- Task input:

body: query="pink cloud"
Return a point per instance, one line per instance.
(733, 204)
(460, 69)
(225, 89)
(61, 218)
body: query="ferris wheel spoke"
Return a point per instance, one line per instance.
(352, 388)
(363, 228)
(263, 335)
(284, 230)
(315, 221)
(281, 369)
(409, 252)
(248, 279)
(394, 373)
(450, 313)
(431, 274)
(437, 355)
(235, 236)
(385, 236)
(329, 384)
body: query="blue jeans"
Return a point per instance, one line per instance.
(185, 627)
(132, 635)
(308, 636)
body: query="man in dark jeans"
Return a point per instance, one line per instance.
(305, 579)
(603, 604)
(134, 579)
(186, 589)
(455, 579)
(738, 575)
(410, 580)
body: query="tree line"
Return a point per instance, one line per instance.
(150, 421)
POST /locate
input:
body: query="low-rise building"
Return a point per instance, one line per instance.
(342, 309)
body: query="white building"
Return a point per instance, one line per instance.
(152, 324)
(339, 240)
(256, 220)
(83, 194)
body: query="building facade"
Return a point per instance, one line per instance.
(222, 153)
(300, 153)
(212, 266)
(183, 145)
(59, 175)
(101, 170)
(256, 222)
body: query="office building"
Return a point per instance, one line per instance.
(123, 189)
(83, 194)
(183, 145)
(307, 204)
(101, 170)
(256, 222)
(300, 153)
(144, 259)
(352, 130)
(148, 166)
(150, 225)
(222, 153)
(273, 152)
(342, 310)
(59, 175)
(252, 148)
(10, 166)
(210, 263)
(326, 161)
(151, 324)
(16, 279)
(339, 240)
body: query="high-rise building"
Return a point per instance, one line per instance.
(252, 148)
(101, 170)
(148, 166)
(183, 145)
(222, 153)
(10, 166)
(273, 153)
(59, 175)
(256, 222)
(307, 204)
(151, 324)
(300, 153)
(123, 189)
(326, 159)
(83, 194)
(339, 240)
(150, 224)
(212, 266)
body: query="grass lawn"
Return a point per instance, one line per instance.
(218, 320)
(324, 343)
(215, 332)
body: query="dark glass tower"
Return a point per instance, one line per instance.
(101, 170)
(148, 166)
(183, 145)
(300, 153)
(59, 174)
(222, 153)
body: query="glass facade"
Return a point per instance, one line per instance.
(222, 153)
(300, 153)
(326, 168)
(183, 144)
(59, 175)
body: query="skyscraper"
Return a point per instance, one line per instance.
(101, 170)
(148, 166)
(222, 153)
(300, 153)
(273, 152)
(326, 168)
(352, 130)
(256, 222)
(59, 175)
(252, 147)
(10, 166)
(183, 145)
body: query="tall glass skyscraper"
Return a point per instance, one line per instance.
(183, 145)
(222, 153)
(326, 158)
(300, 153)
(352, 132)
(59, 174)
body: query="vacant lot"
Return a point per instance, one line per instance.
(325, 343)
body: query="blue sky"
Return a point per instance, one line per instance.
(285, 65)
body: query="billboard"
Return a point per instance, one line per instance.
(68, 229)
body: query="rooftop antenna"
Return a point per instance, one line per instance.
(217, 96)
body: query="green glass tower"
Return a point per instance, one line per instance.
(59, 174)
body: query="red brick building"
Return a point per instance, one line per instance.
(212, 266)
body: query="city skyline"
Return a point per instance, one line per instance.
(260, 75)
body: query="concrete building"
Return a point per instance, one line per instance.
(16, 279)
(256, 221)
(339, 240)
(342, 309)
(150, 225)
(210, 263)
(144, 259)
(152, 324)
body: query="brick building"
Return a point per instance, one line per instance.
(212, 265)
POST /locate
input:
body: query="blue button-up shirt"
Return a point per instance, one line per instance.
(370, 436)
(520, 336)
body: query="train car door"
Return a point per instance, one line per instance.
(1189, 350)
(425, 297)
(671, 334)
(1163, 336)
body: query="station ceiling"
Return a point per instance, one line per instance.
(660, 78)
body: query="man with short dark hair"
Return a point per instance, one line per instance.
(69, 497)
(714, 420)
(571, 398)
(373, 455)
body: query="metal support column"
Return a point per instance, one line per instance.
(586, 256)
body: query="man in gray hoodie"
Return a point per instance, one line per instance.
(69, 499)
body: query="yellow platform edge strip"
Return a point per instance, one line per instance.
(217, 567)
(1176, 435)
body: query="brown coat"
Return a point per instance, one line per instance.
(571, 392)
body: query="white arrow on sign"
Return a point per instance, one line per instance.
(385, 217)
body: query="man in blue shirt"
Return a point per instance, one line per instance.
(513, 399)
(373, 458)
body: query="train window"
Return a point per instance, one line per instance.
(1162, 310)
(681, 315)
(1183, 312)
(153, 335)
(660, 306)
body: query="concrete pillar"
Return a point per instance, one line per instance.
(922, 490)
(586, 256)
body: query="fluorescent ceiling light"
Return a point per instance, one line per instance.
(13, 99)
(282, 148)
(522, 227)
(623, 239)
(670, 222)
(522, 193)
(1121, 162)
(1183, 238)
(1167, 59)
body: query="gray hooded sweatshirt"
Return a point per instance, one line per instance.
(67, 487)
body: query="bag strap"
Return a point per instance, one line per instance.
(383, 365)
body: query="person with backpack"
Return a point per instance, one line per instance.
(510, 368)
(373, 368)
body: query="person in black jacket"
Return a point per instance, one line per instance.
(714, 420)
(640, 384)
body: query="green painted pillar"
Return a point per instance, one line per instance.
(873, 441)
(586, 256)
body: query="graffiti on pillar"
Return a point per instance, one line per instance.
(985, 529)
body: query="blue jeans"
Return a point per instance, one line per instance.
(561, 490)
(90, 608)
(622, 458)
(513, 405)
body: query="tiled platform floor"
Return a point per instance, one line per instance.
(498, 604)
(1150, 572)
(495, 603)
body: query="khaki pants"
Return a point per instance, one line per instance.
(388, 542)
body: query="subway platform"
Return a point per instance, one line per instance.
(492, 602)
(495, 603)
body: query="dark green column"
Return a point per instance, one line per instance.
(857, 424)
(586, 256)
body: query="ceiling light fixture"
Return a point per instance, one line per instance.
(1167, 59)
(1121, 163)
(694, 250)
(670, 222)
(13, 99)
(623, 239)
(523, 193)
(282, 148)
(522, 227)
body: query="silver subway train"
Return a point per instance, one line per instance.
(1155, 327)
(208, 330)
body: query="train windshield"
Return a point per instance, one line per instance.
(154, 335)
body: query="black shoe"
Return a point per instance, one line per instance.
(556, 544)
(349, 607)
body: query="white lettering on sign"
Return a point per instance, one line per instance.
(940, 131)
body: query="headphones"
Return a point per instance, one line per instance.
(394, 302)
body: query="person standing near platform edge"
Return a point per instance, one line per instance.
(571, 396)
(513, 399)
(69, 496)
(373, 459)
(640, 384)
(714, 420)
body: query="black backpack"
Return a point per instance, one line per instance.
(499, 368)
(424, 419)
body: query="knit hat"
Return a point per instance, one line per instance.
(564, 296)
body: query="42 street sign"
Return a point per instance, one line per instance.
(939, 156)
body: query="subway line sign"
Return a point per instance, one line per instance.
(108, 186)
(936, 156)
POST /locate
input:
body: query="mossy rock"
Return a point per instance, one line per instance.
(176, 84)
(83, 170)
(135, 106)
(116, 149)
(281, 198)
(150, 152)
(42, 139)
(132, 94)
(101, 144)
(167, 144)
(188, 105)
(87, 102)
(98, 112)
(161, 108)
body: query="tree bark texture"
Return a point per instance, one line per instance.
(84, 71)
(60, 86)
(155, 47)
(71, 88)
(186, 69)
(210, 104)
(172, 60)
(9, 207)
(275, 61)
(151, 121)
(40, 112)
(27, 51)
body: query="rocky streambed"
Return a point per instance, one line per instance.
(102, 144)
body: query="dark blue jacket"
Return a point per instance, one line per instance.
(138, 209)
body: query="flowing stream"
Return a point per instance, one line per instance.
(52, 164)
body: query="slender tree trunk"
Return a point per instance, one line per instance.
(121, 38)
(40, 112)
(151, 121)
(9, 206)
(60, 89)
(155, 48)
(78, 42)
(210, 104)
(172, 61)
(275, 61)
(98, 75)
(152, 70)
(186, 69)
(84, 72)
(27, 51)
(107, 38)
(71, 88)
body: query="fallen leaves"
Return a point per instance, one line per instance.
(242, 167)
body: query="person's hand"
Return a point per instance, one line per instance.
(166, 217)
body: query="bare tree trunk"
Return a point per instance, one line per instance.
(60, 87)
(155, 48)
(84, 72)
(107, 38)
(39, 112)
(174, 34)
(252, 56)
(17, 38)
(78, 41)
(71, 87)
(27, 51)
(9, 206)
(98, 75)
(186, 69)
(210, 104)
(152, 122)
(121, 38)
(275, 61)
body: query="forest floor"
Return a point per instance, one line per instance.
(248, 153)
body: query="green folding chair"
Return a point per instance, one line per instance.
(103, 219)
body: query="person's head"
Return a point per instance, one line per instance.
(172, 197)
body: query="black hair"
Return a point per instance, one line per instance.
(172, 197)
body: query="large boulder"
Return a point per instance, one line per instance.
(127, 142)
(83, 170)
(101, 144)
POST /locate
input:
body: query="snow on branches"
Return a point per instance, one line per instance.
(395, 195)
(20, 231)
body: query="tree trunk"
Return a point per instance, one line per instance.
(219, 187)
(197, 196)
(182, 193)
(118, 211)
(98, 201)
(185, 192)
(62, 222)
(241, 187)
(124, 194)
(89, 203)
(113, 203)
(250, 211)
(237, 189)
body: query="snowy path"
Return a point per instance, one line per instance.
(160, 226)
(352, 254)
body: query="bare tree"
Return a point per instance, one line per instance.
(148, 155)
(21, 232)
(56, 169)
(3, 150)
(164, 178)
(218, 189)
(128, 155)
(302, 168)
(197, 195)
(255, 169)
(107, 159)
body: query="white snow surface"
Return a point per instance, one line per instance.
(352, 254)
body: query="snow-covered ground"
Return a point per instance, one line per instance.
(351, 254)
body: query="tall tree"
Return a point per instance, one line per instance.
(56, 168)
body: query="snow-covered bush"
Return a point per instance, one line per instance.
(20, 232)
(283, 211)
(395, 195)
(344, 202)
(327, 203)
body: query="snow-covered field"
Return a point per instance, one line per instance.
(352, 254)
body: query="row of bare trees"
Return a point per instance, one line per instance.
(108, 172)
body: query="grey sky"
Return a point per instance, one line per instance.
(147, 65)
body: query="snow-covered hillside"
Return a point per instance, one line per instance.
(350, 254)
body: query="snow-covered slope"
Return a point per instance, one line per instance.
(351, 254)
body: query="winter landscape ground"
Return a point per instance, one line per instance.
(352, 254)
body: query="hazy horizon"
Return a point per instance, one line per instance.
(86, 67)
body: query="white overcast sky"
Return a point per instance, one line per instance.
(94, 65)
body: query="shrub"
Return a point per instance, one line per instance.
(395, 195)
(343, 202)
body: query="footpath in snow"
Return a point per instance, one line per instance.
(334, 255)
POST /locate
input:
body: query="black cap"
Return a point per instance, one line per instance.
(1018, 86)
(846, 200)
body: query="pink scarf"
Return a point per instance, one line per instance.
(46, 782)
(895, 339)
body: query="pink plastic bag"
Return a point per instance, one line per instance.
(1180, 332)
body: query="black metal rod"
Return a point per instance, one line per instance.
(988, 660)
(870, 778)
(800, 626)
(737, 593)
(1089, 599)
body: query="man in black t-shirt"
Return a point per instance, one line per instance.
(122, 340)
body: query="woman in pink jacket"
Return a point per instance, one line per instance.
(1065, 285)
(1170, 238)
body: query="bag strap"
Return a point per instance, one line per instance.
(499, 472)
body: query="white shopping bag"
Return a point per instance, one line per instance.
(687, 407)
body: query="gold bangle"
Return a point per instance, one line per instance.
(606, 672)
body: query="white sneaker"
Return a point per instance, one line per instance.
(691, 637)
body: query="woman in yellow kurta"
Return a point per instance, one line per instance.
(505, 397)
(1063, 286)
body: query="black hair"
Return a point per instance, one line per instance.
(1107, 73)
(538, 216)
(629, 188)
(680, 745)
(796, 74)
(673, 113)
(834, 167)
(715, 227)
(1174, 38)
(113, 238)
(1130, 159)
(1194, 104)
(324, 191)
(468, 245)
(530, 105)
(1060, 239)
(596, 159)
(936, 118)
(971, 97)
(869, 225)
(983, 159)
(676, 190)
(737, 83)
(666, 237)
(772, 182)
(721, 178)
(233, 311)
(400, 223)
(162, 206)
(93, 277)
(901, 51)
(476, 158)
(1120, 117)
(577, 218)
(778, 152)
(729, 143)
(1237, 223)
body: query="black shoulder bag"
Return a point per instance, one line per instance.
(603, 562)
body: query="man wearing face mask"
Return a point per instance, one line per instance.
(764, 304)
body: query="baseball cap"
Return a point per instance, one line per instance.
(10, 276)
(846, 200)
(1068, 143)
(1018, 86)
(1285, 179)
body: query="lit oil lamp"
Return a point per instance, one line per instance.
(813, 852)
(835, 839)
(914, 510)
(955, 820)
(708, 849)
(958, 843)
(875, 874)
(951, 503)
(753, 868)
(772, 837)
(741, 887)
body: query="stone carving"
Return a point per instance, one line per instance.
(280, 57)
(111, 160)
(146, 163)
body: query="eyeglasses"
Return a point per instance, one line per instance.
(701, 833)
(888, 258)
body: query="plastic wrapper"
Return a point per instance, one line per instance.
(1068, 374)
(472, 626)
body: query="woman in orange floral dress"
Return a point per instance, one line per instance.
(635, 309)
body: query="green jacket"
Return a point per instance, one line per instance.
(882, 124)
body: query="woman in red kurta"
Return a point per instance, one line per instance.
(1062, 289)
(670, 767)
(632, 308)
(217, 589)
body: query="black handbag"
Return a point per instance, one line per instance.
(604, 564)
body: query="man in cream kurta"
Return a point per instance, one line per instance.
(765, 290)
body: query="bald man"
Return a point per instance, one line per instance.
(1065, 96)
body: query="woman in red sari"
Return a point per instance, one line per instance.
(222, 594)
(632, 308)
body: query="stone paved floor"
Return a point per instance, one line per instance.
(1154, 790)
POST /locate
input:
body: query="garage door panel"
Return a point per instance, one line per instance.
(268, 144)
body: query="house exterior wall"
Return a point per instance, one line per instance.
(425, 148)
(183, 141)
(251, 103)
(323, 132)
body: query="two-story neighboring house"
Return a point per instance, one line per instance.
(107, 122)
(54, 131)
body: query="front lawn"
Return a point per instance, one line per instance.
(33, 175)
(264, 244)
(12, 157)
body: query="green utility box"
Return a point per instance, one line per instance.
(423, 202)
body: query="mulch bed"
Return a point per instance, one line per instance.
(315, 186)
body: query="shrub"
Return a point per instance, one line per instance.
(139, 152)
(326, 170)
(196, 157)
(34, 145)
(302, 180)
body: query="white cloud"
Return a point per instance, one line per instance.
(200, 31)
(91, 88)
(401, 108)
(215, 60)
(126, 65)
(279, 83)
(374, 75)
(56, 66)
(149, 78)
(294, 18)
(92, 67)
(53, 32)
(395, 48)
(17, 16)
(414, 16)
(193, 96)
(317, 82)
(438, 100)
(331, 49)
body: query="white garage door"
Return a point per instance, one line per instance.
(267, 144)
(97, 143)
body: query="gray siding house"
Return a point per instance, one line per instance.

- Prompt: Please pull out every line of these lines that contains the string "garage", and copy each one in full.

- Solution for this problem:
body: query="garage door panel"
body: query="white garage door"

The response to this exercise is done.